Referring expression data
=-=-=

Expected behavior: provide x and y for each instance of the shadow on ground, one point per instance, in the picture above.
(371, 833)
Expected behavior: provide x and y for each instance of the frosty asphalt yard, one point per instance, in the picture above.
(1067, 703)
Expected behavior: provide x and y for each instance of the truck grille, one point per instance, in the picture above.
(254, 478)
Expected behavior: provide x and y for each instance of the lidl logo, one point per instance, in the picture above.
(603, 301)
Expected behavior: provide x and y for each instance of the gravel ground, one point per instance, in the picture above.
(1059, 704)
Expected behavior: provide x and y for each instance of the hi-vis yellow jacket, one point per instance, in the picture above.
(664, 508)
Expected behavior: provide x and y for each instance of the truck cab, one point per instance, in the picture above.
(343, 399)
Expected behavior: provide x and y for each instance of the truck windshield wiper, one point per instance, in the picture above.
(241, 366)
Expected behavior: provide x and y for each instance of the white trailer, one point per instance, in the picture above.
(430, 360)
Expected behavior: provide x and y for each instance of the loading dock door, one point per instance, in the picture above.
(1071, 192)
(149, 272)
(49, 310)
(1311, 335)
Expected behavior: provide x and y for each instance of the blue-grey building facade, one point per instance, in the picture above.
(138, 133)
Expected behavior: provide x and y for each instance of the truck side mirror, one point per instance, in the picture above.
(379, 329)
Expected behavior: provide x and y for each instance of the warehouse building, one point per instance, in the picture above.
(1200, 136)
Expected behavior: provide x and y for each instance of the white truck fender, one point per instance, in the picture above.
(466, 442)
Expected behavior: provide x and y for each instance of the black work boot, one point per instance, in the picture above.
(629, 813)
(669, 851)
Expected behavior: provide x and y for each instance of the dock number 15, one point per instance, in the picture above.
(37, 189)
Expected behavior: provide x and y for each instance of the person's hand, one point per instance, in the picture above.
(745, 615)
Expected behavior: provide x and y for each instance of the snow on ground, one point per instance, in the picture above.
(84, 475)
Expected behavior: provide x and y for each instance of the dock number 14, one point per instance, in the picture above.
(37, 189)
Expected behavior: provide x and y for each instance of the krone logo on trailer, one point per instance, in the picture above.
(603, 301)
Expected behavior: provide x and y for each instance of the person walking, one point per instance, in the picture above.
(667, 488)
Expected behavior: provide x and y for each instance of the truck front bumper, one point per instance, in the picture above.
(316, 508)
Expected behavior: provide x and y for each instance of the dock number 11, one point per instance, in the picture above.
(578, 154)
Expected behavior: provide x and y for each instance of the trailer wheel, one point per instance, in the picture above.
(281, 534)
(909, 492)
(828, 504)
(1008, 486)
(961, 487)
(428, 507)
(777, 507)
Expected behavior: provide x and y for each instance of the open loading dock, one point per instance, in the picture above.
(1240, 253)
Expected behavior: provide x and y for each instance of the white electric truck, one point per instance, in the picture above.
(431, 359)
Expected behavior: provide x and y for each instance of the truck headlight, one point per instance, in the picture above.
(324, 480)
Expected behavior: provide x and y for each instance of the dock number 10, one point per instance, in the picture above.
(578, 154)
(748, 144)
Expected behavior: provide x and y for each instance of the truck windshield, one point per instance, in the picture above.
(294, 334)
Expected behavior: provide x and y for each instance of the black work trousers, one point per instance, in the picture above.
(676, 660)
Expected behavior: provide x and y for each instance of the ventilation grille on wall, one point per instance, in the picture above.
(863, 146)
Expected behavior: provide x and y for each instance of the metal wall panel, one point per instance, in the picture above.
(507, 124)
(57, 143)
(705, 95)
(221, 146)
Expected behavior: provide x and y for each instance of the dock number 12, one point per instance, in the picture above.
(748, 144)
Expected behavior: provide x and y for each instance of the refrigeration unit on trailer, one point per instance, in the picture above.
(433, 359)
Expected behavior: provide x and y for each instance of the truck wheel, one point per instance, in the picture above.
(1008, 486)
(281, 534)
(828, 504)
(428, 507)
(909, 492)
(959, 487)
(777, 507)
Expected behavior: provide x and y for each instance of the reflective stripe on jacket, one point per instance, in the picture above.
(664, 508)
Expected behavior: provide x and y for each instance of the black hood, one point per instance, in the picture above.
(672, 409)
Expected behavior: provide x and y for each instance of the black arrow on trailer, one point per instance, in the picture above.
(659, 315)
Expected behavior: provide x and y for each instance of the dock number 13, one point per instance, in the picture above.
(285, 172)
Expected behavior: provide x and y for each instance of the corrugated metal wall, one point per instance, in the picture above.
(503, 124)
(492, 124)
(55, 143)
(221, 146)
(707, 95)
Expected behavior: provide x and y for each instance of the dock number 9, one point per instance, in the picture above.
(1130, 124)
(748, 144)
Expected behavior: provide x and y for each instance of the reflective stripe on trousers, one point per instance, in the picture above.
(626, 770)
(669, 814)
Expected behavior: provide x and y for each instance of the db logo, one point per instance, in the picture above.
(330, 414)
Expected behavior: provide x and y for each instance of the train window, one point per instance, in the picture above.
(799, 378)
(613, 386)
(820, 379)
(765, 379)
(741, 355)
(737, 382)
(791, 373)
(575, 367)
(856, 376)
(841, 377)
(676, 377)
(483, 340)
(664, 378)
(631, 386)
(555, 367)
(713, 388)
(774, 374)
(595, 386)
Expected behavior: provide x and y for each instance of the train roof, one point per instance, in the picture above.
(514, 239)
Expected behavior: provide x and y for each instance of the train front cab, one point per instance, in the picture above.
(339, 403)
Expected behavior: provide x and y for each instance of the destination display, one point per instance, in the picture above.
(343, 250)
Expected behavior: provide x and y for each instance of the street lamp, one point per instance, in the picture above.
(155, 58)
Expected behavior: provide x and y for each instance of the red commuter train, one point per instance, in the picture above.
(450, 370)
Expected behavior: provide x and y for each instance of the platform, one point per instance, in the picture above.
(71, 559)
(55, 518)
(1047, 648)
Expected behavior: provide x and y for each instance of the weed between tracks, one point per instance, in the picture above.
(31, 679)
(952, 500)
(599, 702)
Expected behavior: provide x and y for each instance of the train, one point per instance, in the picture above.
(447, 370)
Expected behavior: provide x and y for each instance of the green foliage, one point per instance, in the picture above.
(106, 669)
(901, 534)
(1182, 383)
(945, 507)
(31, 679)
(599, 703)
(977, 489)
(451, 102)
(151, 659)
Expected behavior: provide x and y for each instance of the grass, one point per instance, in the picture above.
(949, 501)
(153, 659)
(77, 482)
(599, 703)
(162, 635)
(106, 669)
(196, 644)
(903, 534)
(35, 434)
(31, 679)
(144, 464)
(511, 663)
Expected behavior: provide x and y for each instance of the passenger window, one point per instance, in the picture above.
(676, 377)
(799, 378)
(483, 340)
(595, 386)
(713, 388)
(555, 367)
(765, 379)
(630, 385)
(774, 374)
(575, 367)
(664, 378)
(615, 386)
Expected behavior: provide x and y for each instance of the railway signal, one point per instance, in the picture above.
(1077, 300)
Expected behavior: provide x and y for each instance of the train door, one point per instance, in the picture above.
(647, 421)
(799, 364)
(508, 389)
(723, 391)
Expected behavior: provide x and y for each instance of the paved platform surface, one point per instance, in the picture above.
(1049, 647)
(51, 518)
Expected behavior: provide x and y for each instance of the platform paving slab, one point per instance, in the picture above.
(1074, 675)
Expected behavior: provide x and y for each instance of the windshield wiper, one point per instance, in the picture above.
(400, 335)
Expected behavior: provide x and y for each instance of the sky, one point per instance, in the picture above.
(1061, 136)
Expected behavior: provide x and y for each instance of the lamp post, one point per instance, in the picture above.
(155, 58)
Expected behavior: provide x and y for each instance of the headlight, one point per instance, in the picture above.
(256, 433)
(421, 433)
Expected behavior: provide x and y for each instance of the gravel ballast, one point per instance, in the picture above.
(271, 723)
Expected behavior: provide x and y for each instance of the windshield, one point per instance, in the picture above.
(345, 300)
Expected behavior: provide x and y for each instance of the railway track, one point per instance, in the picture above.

=-=-=

**Task brief**
An exact reproduction of all the entries, complete to the last line, is needed.

**Written response**
Expected behavior: provide x and y for each instance of the shadow on ground, one point per instance, in the picture above.
(371, 833)
Expected behavior: provide x and y for each instance of the frosty asphalt yard, one point per instance, in the picture above.
(1067, 703)
Expected behavior: provide x and y for each instance of the truck grille, one point per instance, in the picture above.
(254, 478)
Expected behavior: provide x and y for each instance of the lidl logo, one point per instance, in the picture above.
(603, 301)
Expected behavior: provide x and y for each instance of the gravel ground, one point per instance, in the picture above.
(1059, 704)
Expected behavior: provide x and y for each instance of the hi-vis yellow jacket, one point per instance, in the picture above.
(664, 508)
Expected behavior: provide x and y for each instance of the truck cab, one point per instance, in the picture above.
(343, 399)
Expected behavior: provide x and y for each instance of the truck windshield wiper, one point per instance, in the picture above.
(241, 366)
Expected behavior: provide x and y for each instance of the white trailer, one point per instance, in the picture above.
(430, 360)
Expected behavior: provide x and y for each instance of the loading dock door, one point per instance, in the picture above.
(1071, 192)
(149, 272)
(49, 310)
(1311, 335)
Expected behavior: provide x and y for each instance of the blue-grey building facade, one point per instance, in the picture above.
(138, 133)
Expected behavior: provide x and y for each instance of the truck side mirror, one point per instance, in the picture above.
(379, 329)
Expected behavior: provide x and y for each instance of the warehouse building, one point per instance, in the picture above.
(1200, 136)
Expected behavior: provide x and y for each instance of the white truck fender, one point per instance, in the picture above.
(466, 442)
Expected behavior: provide x and y for each instance of the black work boot, one point per instance, in the picture above.
(629, 813)
(669, 851)
Expected behavior: provide x and y for each instance of the dock number 15, one point per instance, in the picture above.
(37, 189)
Expected behavior: provide x and y for each instance of the person's hand, one point per instance, in the picture above.
(745, 615)
Expected behavior: provide x and y for each instance of the snow on ground, one point per instance, in the picture above.
(84, 475)
Expected behavior: provide x and y for each instance of the dock number 14, one point per instance, in the picture above.
(37, 189)
Expected behavior: provide x and y for each instance of the krone logo on trailer, one point per instance, in the picture above.
(603, 301)
Expected behavior: provide x and y for each instance of the person walking, one point per instance, in the picture above.
(667, 488)
Expected behavior: provide x and y for each instance of the truck front bumper, one point per instance, in the picture above.
(316, 508)
Expected behavior: provide x and y for each instance of the dock number 11, one point per instance, in the picture above.
(578, 154)
Expected behavior: provide x and y for each instance of the trailer wheel, one point per instance, in the picture above.
(281, 534)
(909, 492)
(828, 504)
(1008, 486)
(961, 487)
(428, 507)
(777, 507)
Expected behavior: provide x and y for each instance of the open loading dock, one point per instance, in the picture above.
(1240, 253)
Expected behavior: provide x and y for each instance of the white electric truck, one point per instance, in the picture above.
(431, 359)
Expected behavior: provide x and y for each instance of the truck headlight, one point per instance, in the picture above.
(324, 480)
Expected behavior: provide x and y for each instance of the dock number 10, one point per instance, in the picture above.
(578, 154)
(748, 144)
Expected behavior: provide x and y for each instance of the truck windshield, one point per instance, in the picture above.
(294, 334)
Expected behavior: provide x and y for each instance of the black work trousers, one point per instance, in the picture above.
(676, 660)
Expected behavior: provide x and y for each instance of the ventilation grille on wall, one point per instance, in the picture above.
(863, 146)
Expected behavior: provide x and y for each instance of the metal wall panel, one point per instance, in the picture above.
(507, 124)
(57, 143)
(705, 95)
(221, 146)
Expected behavior: provide x and y for each instance of the dock number 12, one point per instance, in the picture above.
(748, 144)
Expected behavior: provide x and y for each instance of the refrigeration unit on trailer, one point per instance, in the picture above.
(433, 359)
Expected behavior: provide x and y for each instance of the truck wheel, one point per instance, in the picture above.
(1008, 486)
(281, 534)
(828, 504)
(428, 507)
(909, 492)
(959, 487)
(777, 507)
Expected behavior: provide x and y for each instance of the reflective stripe on jacket, one point per instance, in the picture above.
(664, 508)
Expected behavior: provide x and y for each instance of the black hood, one point per instance, in the picture above.
(672, 409)
Expected behavior: provide x and y for each instance of the black arrow on trailer, one point per instance, in the picture above.
(659, 315)
Expected behavior: provide x and y for each instance of the dock number 13, one point per instance, in the picture above.
(285, 172)
Expected behavior: provide x and y for each instance of the corrugated metal wall, one point per instance, in the picture above.
(503, 124)
(492, 124)
(55, 143)
(221, 146)
(707, 95)
Expected behavior: provide x and y for each instance of the dock number 9, one point per instance, in the picture above.
(1130, 124)
(748, 144)
Expected behavior: provide x and y for each instance of the reflective stripe on trousers, one point per instance, in the picture above.
(626, 770)
(669, 814)
Expected behavior: provide x and y for each instance of the db logo, one point per instance, in the picture above.
(330, 414)
Expected behavior: provide x and y for each instance of the train window, one point per instance, in the picture above.
(799, 378)
(613, 386)
(820, 379)
(765, 379)
(741, 355)
(737, 382)
(791, 373)
(575, 367)
(856, 376)
(841, 377)
(676, 377)
(483, 340)
(664, 378)
(631, 386)
(555, 367)
(713, 388)
(774, 374)
(595, 386)
Expected behavior: provide x and y for each instance of the train roof, one point per instance, in the picture above.
(514, 239)
Expected behavior: provide x and y for each instance of the train front cab, one point per instance, in the picture above.
(339, 403)
Expected behavior: provide x and y for each instance of the destination display, one point per instance, in the picture above.
(343, 250)
Expected behavior: provide x and y for each instance of the street lamp, one point per instance, in the picture above.
(155, 58)
Expected behavior: provide x and y for each instance of the red commuter train, one point per instance, in the picture above.
(450, 370)
Expected behavior: provide x and y for each instance of the platform, one point per instance, in the picture above.
(71, 559)
(55, 518)
(1047, 648)
Expected behavior: provide x and y for each instance of the weed between tracks, one point per instance, in the picture above.
(31, 679)
(952, 500)
(599, 702)
Expected behavior: provide x and y for each instance of the train, one point per instance, in the picture above.
(447, 370)
Expected behavior: provide x and y for each instance of the green foliage, one point per instance, in the picture above.
(106, 669)
(901, 534)
(1182, 383)
(945, 507)
(31, 679)
(599, 703)
(977, 489)
(451, 102)
(151, 659)
Expected behavior: provide x and y for each instance of the grass, one point per instance, in the picture above.
(949, 501)
(153, 659)
(77, 482)
(599, 703)
(162, 635)
(106, 669)
(196, 644)
(903, 534)
(35, 434)
(31, 679)
(144, 464)
(511, 663)
Expected behavior: provide x and y for each instance of the passenger window, one point per instance, in the picture above.
(676, 377)
(799, 378)
(483, 340)
(595, 386)
(713, 388)
(555, 367)
(765, 379)
(630, 385)
(774, 374)
(575, 367)
(664, 378)
(615, 386)
Expected behavior: provide x and y for each instance of the railway signal, one point per instance, in the picture above.
(1077, 300)
Expected behavior: provide x and y for each instance of the train door, one point per instance, in the picture above.
(647, 421)
(799, 364)
(508, 389)
(723, 391)
Expected behavior: provide x and y for each instance of the paved platform surface, one point per instance, in the picture above.
(1049, 647)
(51, 518)
Expected behavior: provide x and y for each instance of the platform paving slab, one point per instance, in the picture above.
(1074, 675)
Expected behavior: provide x and y for each instance of the windshield wiper, one point per instance, in the picture above.
(400, 335)
Expected behavior: provide x and y for each instance of the sky, one point per instance, in the picture above.
(1061, 136)
Expected behavior: provide x and y for each instance of the lamp post, one point per instance, in the picture above.
(155, 58)
Expected behavior: provide x and y for each instance of the headlight, one point per instance, in the picture above.
(256, 433)
(421, 433)
Expected behavior: provide x and y for each instance of the gravel ballast, one point per instance, in the picture above.
(271, 723)
Expected behavior: provide x and y for each instance of the windshield, one point per instance, in the picture above.
(345, 300)
Expected behavior: provide x and y for each instance of the railway track, one point per instance, in the picture above.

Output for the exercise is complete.